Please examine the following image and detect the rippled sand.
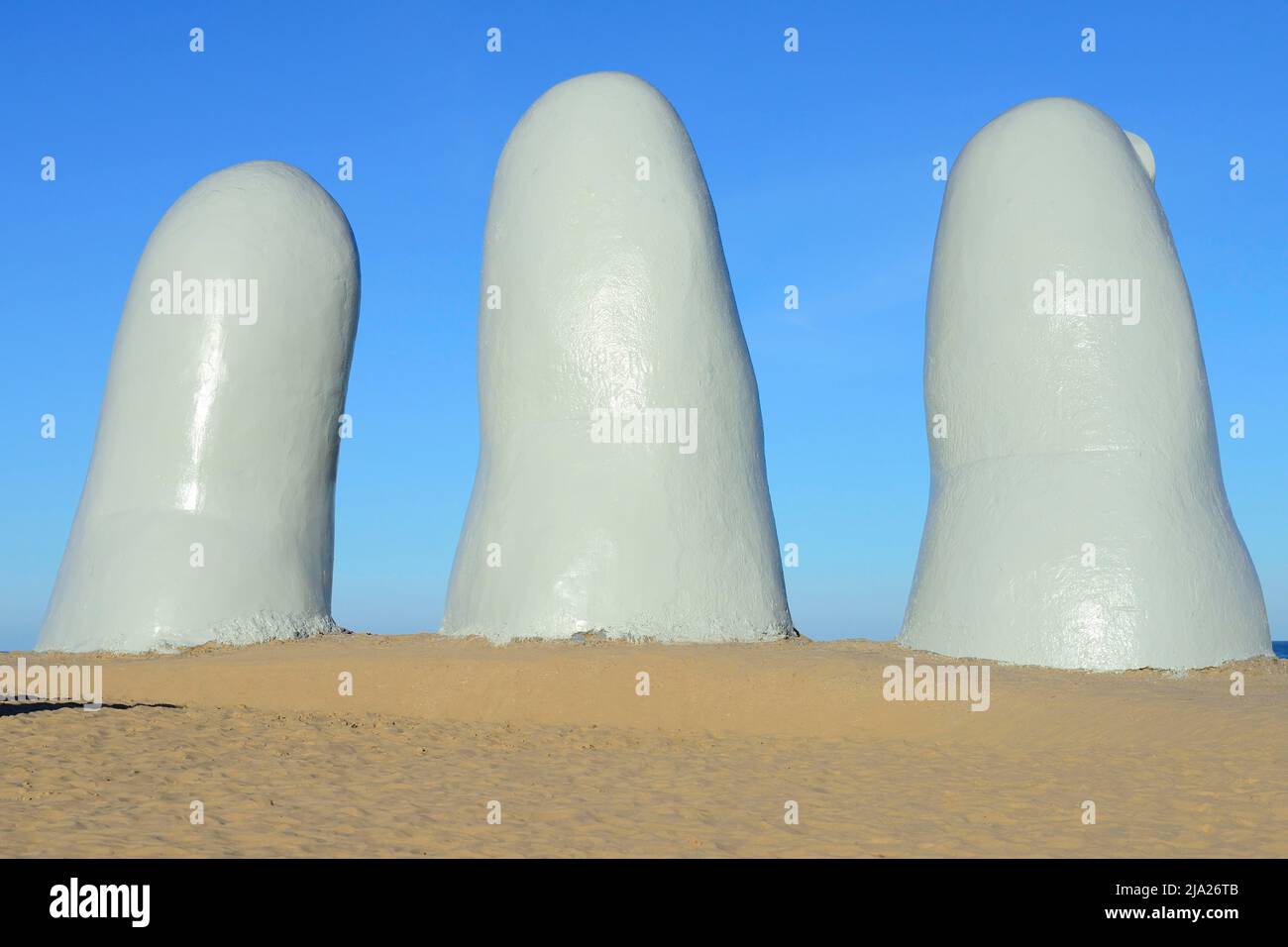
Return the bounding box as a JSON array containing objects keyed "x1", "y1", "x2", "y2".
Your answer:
[{"x1": 0, "y1": 635, "x2": 1288, "y2": 857}]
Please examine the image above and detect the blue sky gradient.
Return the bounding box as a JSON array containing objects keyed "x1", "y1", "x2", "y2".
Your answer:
[{"x1": 0, "y1": 1, "x2": 1288, "y2": 648}]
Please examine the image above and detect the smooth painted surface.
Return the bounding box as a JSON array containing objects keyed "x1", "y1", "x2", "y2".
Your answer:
[
  {"x1": 899, "y1": 98, "x2": 1271, "y2": 670},
  {"x1": 443, "y1": 72, "x2": 793, "y2": 640},
  {"x1": 38, "y1": 161, "x2": 360, "y2": 651}
]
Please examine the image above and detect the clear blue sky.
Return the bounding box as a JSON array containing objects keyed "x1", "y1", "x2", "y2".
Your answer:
[{"x1": 0, "y1": 0, "x2": 1288, "y2": 648}]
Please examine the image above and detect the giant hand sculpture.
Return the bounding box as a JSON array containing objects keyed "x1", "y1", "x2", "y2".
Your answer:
[
  {"x1": 443, "y1": 72, "x2": 793, "y2": 640},
  {"x1": 901, "y1": 98, "x2": 1271, "y2": 670},
  {"x1": 38, "y1": 161, "x2": 360, "y2": 651}
]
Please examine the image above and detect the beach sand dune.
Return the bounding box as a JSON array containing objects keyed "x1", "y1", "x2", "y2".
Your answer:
[{"x1": 0, "y1": 634, "x2": 1288, "y2": 857}]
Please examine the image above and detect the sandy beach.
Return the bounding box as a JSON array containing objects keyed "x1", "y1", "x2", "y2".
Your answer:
[{"x1": 0, "y1": 634, "x2": 1288, "y2": 858}]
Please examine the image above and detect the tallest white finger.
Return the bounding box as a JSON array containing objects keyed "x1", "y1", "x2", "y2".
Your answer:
[{"x1": 443, "y1": 72, "x2": 793, "y2": 640}]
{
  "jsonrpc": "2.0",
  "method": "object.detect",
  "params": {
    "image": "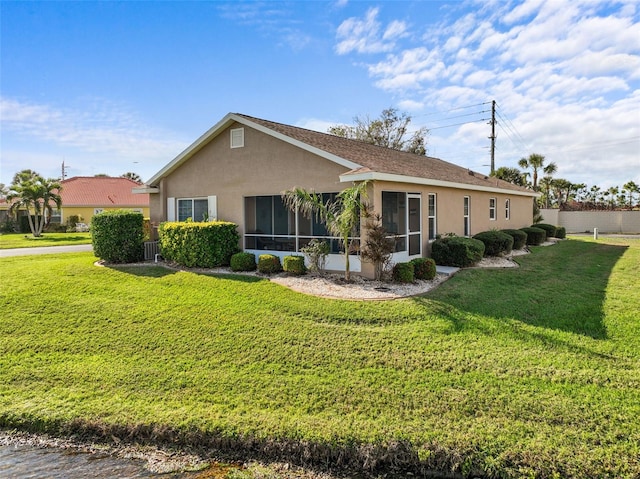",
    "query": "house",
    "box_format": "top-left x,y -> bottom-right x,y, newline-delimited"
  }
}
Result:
51,176 -> 149,224
135,113 -> 536,276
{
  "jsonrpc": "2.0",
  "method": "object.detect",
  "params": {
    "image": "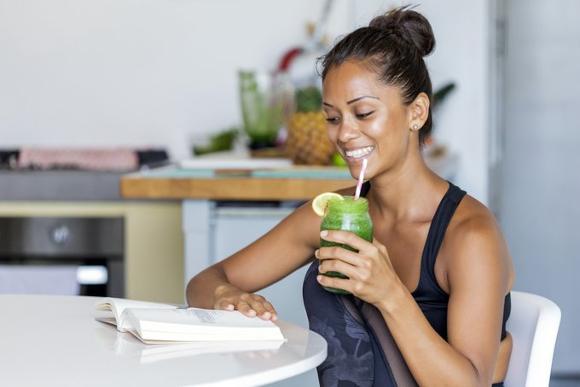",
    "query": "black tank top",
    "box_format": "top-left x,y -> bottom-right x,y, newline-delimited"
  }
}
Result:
361,182 -> 511,340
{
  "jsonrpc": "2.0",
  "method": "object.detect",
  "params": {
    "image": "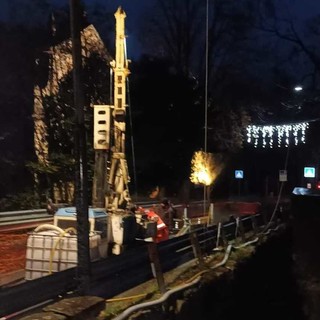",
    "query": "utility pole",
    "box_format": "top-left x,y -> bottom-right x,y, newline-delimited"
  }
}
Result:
70,0 -> 91,295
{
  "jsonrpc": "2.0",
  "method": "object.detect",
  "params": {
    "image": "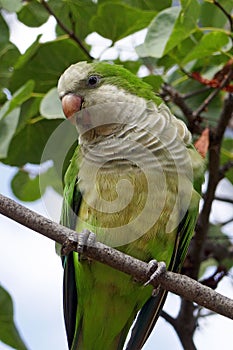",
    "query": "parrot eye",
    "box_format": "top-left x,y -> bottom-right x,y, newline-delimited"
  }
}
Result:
87,75 -> 100,87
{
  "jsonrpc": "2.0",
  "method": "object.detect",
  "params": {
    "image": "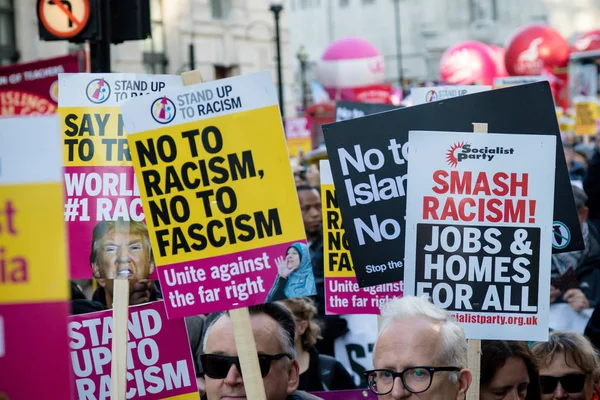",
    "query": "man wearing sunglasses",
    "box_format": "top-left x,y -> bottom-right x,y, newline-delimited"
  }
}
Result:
200,303 -> 318,400
532,331 -> 600,400
365,296 -> 471,400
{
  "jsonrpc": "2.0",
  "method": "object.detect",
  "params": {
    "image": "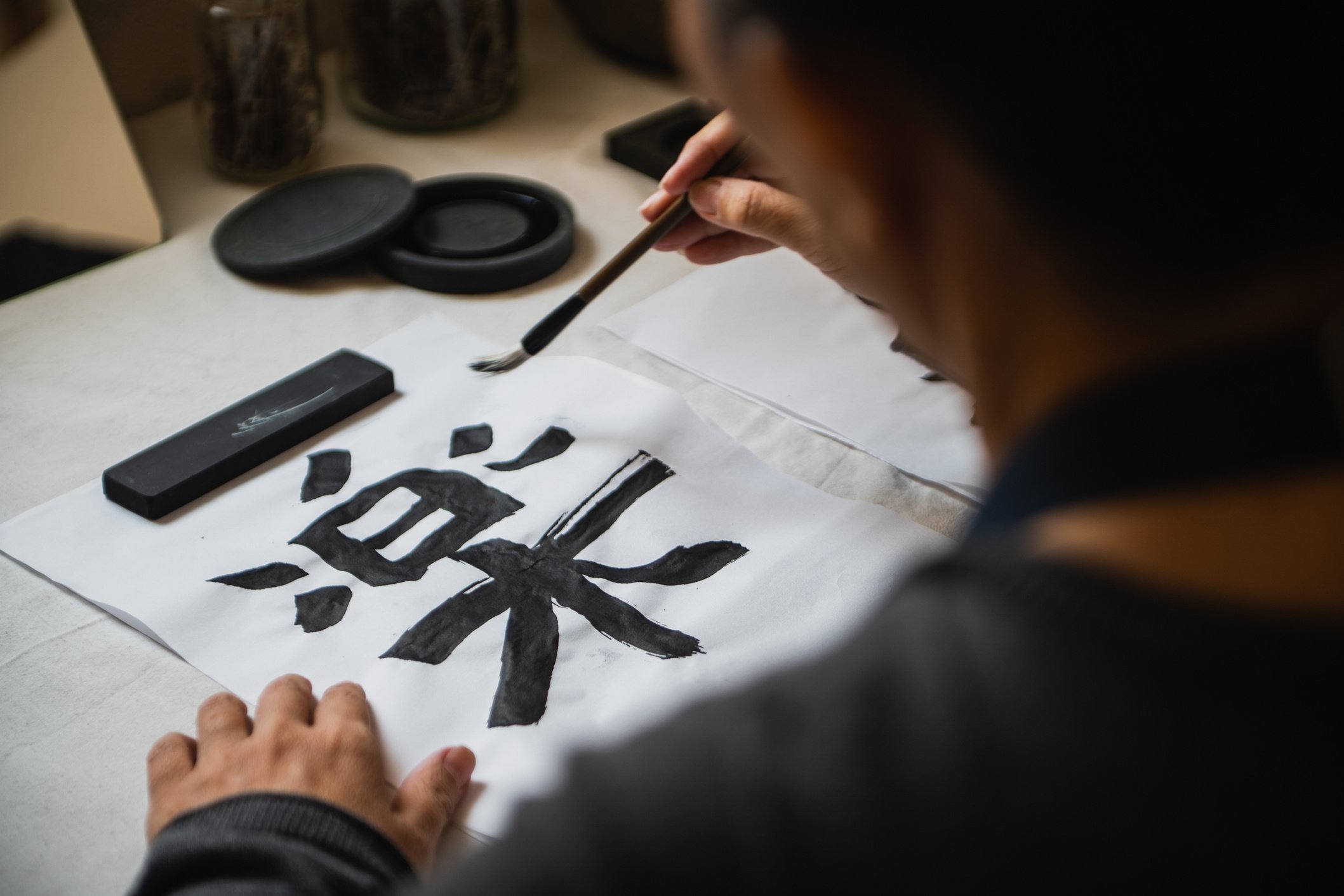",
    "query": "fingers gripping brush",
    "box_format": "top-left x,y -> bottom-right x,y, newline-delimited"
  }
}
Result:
470,142 -> 747,374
*-*-*
** Goal **
Count the lines in the items above that contain the string "Please". Give only the number.

** Exercise output **
8